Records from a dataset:
start
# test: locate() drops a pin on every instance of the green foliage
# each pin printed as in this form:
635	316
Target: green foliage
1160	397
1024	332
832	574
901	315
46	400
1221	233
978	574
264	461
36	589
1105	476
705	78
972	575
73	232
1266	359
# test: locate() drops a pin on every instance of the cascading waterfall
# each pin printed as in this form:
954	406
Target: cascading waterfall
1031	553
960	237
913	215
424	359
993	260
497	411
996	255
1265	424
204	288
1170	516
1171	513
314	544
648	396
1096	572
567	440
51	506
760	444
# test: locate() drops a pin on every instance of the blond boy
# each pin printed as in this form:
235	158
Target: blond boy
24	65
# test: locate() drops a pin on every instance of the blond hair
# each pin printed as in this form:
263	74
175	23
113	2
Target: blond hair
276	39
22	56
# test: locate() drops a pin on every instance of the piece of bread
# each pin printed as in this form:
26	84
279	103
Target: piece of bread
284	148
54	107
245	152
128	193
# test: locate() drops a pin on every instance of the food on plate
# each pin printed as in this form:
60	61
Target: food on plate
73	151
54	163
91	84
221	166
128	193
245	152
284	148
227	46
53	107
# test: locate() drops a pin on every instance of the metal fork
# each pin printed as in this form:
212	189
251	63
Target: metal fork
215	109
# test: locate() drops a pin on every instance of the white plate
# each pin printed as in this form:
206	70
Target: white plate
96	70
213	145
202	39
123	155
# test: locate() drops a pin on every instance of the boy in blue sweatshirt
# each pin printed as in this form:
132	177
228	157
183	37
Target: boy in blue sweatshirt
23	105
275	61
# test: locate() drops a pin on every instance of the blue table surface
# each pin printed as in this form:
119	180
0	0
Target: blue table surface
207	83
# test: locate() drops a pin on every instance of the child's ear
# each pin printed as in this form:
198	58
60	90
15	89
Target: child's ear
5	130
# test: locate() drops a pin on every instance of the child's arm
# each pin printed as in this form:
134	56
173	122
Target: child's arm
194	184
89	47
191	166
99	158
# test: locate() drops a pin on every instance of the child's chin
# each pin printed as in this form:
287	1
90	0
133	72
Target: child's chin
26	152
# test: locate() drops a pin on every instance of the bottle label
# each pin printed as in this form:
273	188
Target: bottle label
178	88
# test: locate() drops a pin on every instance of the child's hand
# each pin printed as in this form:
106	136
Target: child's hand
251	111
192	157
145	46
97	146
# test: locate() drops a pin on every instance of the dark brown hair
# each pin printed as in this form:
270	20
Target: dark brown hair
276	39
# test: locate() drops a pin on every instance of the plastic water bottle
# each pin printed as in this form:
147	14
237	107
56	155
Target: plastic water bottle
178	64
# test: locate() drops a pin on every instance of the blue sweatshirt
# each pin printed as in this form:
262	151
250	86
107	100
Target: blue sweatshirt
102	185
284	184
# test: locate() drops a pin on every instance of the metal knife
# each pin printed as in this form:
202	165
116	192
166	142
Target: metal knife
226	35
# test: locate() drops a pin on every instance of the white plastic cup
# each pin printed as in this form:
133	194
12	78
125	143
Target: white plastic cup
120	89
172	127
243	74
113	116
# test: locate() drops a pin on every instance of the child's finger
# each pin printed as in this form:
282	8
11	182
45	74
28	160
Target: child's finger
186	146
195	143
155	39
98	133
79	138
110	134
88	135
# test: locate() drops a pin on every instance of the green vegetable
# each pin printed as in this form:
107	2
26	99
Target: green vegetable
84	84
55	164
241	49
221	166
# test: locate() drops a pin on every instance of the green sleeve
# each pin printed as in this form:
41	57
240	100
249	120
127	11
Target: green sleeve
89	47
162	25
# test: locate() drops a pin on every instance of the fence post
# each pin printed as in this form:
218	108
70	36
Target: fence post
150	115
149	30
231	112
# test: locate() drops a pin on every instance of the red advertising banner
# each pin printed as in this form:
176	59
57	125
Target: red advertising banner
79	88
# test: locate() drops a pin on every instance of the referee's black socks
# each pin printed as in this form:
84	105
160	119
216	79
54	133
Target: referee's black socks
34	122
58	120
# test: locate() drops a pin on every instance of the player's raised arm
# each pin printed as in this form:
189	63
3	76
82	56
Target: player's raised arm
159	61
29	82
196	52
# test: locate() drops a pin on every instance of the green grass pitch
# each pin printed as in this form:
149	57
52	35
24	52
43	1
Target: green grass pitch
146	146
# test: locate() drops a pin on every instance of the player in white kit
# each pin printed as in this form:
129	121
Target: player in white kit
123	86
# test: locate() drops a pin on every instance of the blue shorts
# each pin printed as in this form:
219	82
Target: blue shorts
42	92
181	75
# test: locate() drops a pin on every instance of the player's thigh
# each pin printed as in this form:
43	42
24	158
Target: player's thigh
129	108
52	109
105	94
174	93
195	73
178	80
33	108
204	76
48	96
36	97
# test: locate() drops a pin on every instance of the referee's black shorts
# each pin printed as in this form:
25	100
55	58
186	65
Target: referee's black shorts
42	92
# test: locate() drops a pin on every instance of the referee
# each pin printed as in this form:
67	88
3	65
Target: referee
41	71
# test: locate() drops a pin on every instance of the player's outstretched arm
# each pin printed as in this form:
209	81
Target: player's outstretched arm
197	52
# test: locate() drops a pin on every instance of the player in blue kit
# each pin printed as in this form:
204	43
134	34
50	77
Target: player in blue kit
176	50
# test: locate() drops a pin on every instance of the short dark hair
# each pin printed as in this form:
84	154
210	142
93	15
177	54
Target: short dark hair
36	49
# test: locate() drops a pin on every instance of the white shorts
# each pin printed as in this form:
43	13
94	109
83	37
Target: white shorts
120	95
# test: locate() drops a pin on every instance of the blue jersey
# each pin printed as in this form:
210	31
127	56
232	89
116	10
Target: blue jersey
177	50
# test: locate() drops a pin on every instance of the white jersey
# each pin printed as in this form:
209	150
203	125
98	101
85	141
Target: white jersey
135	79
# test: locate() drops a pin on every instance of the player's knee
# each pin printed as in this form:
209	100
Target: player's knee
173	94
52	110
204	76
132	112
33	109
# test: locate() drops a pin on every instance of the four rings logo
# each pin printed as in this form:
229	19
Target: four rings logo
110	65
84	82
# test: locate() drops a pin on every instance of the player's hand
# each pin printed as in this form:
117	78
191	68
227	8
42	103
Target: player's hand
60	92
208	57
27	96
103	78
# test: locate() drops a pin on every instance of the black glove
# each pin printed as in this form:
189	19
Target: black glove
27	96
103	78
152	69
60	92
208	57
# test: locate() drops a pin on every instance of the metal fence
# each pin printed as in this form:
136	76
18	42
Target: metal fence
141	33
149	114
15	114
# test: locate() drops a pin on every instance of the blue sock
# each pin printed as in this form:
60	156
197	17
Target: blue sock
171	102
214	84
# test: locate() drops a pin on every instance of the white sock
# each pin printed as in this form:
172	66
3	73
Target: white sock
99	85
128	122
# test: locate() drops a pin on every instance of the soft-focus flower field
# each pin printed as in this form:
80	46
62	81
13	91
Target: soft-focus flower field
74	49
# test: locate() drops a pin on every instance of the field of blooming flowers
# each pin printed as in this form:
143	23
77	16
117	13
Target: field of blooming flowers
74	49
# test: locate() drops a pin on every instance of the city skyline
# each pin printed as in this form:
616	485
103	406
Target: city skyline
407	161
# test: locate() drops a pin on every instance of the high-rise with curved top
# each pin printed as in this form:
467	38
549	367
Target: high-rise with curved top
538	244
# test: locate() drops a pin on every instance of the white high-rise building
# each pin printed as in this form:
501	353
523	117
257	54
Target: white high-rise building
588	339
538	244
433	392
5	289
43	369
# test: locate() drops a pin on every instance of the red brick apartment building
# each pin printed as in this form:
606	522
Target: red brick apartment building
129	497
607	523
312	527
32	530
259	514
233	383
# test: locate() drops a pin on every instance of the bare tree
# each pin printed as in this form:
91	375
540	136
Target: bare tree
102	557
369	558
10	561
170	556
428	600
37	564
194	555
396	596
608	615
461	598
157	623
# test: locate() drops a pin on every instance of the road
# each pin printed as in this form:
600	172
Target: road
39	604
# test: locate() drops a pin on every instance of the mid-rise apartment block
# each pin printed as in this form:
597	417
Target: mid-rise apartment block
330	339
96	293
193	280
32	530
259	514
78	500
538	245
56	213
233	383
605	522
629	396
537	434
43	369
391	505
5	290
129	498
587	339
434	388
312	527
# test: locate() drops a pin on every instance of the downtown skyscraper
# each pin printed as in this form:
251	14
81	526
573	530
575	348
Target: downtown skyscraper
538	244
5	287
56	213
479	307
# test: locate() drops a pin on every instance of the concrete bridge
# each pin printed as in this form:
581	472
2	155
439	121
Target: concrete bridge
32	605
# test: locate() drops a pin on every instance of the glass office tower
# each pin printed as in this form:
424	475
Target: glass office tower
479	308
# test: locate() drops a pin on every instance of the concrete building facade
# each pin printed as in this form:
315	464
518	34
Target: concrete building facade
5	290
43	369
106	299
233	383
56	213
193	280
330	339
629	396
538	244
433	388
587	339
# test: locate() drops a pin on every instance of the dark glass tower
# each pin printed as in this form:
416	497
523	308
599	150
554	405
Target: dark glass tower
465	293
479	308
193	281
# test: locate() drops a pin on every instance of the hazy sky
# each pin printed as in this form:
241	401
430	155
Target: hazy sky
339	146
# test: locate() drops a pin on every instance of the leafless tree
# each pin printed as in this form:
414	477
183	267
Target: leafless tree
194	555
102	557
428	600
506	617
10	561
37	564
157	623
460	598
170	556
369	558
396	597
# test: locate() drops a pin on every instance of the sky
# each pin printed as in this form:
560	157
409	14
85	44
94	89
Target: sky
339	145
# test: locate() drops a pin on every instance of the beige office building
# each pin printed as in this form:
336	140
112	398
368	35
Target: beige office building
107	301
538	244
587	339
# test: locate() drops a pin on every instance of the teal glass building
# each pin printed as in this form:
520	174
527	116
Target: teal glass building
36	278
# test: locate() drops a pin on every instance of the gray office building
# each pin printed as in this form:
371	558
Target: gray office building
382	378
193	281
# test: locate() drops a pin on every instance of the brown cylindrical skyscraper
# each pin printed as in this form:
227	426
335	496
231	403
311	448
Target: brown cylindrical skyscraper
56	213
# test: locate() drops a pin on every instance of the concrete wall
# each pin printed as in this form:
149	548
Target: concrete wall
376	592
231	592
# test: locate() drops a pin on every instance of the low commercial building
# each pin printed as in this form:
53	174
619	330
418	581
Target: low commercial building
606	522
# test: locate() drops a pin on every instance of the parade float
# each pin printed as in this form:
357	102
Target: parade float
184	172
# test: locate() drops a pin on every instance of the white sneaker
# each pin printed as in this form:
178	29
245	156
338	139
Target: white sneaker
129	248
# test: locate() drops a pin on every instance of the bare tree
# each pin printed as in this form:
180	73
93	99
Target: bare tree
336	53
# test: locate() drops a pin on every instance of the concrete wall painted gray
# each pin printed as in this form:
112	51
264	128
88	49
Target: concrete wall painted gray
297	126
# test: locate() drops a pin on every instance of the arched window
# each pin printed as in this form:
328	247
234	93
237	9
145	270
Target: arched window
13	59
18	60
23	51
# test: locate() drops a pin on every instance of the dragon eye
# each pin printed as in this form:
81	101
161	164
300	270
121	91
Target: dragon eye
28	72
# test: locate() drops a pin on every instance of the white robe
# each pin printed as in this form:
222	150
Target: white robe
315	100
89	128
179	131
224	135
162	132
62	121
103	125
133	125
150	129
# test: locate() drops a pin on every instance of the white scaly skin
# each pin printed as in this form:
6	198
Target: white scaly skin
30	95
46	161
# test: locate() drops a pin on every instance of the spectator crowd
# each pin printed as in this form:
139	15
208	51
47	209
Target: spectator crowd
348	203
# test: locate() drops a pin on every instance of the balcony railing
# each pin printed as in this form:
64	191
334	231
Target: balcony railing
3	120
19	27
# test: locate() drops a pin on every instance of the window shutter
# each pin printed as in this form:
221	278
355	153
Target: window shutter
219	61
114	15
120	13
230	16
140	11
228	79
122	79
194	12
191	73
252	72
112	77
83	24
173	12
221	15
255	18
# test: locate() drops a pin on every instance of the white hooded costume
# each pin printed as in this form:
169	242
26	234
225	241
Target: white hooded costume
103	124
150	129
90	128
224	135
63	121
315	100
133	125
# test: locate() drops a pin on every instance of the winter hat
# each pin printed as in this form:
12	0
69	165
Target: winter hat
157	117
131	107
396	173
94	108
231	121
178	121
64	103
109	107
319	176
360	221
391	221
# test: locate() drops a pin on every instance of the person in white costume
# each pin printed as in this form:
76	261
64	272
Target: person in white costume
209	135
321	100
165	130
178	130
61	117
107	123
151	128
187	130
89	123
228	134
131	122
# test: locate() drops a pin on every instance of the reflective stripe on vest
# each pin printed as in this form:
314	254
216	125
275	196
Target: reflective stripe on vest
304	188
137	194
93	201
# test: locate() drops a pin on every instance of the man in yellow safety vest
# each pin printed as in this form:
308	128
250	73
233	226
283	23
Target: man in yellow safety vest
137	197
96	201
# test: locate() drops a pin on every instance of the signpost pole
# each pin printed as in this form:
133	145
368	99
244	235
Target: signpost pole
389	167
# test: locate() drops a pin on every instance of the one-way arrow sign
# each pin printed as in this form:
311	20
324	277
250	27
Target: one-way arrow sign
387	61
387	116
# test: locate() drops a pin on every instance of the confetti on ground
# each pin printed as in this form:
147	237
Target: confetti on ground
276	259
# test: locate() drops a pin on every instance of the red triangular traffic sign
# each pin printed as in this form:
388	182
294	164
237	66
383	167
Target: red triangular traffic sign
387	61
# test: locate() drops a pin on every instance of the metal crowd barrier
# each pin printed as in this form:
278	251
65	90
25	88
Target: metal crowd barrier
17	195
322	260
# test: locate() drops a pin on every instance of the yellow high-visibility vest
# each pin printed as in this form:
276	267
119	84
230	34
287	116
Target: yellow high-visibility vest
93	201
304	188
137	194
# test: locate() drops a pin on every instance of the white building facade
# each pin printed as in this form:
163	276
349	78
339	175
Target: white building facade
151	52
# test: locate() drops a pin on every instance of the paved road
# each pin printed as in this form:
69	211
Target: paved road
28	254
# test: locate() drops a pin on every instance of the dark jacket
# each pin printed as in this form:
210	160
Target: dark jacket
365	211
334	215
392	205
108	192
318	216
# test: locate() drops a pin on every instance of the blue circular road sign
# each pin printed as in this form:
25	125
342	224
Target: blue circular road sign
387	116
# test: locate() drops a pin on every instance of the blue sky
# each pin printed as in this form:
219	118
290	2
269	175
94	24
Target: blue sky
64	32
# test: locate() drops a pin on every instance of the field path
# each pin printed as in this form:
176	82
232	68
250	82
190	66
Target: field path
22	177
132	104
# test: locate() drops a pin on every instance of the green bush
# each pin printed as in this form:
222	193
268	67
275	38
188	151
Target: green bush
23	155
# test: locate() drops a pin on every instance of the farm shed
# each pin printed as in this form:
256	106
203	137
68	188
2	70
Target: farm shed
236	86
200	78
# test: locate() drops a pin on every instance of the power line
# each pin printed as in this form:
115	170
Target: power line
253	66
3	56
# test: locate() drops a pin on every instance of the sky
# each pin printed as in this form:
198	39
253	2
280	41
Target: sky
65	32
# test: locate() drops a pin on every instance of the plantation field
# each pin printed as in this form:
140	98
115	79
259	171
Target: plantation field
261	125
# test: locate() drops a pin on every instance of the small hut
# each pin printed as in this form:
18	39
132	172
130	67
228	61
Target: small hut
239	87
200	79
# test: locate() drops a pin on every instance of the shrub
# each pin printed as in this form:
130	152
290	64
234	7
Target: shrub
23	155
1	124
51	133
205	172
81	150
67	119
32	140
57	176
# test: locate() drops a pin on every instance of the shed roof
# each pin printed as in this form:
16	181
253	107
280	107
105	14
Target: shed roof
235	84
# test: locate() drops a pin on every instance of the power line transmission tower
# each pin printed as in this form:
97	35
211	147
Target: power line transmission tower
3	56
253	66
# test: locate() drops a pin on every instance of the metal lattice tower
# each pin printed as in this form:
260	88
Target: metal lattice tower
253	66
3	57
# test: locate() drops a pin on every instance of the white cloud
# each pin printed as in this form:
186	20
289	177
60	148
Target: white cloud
end
Goal:
In the records above, locate the line that contains "the power line transmission tower". Repeat it and every line after it, exactly, and nothing else.

Task result:
# test: locate() drops a pin on every instance of the power line transmission tower
# each pin printed as in this form:
97	35
211	147
Target: power line transmission tower
3	56
253	66
# test: locate() drops a pin on every instance of the metal lattice tower
# each pin printed as in this form:
260	88
Target: metal lattice tower
253	66
3	57
# test: locate() drops a pin on every instance of the white cloud
# each pin printed as in this form:
186	20
289	177
60	148
Target: white cloud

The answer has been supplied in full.